[WORKING DATA]

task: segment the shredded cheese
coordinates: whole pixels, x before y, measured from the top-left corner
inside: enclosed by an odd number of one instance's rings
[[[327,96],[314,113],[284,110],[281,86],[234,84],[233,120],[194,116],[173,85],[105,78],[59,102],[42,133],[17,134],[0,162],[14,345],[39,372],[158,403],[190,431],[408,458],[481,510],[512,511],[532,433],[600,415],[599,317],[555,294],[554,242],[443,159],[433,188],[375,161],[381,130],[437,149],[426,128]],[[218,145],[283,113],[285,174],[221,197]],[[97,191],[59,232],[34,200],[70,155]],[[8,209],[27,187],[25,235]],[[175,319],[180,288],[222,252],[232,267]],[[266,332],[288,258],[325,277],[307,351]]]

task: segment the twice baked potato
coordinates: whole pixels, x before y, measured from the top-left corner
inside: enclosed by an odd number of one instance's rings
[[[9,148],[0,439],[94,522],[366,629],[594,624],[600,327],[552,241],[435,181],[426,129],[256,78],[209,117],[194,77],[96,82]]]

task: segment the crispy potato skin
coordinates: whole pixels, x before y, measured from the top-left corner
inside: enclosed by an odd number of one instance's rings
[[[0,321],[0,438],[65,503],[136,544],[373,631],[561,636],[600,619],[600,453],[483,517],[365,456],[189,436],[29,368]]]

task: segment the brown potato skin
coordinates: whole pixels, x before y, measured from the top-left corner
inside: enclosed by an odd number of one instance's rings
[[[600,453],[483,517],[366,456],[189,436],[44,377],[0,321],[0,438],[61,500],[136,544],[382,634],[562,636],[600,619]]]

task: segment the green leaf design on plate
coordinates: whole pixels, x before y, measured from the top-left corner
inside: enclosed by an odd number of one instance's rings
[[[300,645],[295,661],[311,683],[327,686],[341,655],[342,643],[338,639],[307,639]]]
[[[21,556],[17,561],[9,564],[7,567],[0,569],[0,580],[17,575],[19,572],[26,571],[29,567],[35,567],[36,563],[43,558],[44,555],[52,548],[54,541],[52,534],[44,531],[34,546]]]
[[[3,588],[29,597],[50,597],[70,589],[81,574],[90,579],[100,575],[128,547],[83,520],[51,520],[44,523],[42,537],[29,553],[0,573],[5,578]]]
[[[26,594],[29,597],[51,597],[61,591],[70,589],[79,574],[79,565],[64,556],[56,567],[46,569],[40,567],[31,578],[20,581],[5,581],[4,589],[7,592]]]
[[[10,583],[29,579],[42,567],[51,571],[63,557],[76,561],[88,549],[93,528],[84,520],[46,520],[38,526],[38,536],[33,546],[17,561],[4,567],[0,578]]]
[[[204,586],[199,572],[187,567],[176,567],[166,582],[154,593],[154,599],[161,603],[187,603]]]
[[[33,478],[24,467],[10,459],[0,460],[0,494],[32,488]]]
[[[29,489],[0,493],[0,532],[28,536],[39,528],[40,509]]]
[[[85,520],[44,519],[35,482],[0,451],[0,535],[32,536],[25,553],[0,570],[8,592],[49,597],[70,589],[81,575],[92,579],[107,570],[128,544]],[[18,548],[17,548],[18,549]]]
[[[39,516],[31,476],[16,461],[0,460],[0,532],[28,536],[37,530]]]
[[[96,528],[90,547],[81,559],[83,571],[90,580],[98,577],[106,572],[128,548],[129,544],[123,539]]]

[/WORKING DATA]

> _REQUIRED WORK_: Within the data above, find the lines that contain the word "potato" and copy each of them.

> _OUTPUT FOR THIS TASK_:
task: segment the twice baked potato
task: segment the crispy potato skin
task: segment the brown potato skin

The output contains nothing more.